# WHAT THE EXERCISE ASKS:
After finding the line with "Place a pin on every instance of the cabinet door" in the data below, set down exactly each line through the one with "Place a pin on every instance of the scrolled", inclusive, and stop there.

# INFORMATION SHOWN:
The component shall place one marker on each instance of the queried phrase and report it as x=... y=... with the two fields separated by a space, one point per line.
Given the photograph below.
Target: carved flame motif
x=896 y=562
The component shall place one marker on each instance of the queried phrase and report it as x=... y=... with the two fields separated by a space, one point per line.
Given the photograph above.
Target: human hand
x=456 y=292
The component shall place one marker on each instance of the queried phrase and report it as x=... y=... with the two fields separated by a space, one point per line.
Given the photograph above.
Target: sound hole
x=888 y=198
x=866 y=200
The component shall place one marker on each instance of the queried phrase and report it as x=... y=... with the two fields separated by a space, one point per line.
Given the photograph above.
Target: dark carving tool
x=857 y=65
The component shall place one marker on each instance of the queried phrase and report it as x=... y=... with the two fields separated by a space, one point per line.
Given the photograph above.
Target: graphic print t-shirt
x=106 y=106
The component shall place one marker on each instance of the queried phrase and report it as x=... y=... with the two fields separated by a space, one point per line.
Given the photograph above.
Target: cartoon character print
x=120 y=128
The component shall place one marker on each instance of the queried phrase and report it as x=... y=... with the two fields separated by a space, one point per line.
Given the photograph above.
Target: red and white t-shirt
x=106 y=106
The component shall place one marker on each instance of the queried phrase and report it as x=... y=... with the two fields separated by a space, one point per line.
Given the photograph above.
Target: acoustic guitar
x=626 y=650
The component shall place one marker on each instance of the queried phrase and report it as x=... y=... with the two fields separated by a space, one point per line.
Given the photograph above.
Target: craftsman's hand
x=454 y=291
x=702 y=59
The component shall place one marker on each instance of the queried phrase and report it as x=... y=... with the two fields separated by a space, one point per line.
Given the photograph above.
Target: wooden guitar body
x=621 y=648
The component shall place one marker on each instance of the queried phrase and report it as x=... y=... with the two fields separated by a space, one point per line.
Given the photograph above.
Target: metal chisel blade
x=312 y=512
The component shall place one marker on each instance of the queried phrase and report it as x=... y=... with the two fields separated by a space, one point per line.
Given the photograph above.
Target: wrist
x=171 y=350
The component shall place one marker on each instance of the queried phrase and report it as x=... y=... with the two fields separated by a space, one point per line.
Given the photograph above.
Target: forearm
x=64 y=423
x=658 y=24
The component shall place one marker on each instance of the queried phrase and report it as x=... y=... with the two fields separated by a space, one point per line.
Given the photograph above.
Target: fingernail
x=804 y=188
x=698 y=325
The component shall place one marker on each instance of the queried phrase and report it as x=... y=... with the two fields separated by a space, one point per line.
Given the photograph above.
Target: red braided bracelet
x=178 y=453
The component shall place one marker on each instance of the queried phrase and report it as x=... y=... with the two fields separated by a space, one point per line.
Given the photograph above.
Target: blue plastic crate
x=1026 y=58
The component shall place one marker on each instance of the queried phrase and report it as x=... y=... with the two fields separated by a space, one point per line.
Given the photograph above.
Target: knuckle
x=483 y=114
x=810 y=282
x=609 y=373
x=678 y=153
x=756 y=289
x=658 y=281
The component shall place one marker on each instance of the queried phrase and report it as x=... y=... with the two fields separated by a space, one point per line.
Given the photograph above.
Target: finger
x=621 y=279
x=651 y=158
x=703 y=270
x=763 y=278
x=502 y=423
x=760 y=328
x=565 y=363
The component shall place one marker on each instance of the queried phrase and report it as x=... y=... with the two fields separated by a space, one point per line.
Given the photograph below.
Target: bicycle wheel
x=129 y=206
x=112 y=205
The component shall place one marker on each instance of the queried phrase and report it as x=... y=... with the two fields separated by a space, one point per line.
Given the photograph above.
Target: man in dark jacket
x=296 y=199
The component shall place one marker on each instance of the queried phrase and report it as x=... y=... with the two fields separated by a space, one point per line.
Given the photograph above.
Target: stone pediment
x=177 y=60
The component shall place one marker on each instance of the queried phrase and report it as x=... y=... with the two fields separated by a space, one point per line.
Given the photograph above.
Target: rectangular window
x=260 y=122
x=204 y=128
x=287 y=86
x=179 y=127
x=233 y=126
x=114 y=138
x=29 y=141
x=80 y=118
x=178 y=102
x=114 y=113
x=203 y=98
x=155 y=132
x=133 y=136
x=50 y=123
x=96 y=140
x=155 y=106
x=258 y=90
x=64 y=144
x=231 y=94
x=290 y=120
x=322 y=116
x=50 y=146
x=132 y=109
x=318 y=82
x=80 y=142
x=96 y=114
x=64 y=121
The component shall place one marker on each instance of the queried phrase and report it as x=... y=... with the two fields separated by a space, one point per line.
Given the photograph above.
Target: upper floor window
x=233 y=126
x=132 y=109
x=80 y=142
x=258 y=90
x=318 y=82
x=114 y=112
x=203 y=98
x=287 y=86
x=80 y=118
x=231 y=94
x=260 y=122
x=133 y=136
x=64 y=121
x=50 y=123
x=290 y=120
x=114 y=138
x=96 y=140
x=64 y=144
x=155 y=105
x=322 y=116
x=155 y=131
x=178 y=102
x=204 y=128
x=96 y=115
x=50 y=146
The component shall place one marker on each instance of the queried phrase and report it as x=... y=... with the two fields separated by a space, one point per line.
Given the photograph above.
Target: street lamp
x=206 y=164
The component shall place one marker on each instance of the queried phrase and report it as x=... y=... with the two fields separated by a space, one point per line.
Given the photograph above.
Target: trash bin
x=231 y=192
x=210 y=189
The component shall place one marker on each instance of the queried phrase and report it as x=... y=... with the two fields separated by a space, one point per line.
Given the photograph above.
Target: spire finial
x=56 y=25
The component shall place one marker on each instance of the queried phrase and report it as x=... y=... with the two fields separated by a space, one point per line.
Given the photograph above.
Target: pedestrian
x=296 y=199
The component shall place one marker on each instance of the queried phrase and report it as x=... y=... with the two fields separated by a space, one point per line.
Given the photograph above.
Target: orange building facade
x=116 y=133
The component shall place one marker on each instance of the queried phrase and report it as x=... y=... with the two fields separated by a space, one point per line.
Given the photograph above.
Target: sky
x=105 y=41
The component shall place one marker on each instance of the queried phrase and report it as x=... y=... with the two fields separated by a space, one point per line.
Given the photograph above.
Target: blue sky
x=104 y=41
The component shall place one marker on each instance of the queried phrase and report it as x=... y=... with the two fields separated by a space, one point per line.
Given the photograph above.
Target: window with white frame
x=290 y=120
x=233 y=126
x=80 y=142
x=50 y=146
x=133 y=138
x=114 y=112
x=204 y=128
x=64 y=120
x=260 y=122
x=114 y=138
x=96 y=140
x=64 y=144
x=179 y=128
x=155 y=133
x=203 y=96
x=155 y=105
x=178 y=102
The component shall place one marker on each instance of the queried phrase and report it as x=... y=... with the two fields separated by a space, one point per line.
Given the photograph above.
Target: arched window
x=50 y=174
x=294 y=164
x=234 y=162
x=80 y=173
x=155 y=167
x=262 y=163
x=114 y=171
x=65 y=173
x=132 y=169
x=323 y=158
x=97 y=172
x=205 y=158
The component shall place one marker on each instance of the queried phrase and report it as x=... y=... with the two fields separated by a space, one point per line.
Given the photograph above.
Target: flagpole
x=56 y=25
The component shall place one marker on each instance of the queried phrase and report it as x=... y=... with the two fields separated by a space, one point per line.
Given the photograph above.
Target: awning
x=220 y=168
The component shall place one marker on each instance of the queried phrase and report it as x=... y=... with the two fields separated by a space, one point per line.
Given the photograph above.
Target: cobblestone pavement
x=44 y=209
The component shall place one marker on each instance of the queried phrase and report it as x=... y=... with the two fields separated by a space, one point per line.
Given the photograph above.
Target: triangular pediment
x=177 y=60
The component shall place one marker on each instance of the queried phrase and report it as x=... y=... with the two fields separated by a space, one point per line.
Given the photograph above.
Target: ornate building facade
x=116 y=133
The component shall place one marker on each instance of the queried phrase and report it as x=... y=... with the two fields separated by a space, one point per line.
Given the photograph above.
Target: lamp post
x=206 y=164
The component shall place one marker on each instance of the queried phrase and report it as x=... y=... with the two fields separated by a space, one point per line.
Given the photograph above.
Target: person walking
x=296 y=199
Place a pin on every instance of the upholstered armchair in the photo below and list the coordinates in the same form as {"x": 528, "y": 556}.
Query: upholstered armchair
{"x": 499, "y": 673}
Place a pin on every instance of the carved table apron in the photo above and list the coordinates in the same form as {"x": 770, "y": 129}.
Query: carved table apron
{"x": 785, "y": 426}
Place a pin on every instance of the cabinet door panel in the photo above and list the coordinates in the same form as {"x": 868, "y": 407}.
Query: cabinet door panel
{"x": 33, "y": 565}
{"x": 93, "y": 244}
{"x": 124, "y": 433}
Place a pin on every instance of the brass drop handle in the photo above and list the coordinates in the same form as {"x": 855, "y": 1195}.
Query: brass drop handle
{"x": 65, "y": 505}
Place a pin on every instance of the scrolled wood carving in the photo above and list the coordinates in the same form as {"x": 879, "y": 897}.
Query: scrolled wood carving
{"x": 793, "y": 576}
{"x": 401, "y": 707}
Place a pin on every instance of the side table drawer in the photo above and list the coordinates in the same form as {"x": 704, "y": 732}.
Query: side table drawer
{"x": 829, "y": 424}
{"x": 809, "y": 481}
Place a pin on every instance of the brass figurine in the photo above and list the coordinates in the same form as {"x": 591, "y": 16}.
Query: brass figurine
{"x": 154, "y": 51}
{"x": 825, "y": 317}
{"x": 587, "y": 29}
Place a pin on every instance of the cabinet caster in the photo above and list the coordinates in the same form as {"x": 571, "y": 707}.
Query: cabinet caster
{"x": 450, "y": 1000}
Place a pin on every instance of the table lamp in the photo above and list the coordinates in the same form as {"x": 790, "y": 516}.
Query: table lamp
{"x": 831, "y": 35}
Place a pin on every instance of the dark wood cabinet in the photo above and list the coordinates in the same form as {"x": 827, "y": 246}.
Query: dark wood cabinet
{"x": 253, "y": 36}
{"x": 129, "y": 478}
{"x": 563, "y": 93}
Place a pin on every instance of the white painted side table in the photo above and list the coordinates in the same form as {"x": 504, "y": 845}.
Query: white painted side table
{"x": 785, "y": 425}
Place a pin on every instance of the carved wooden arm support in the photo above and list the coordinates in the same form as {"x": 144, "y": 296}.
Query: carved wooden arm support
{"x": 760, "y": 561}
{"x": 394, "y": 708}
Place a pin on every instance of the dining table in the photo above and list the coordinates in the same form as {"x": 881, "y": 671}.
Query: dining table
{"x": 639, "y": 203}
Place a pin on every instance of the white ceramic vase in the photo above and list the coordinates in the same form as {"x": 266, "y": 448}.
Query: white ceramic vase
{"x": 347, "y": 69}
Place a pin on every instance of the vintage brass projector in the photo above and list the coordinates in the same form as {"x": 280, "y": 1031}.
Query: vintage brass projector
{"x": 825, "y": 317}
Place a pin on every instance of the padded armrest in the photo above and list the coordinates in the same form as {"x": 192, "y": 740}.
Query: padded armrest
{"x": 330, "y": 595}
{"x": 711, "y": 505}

# EXERCISE SOLUTION:
Place a pin on every instance of the cabinet door panel in the photo above and list the coordinates in the same form as {"x": 868, "y": 407}.
Query: cabinet door panel
{"x": 33, "y": 565}
{"x": 93, "y": 244}
{"x": 124, "y": 433}
Place a pin on every instance of the brass drop handle in the photo above and list the coordinates in the same form as {"x": 855, "y": 1195}.
Query: brass drop handle
{"x": 65, "y": 505}
Place a pin on every instance of the scrolled wood carving in the photo above and list the coordinates in the same form as {"x": 879, "y": 897}.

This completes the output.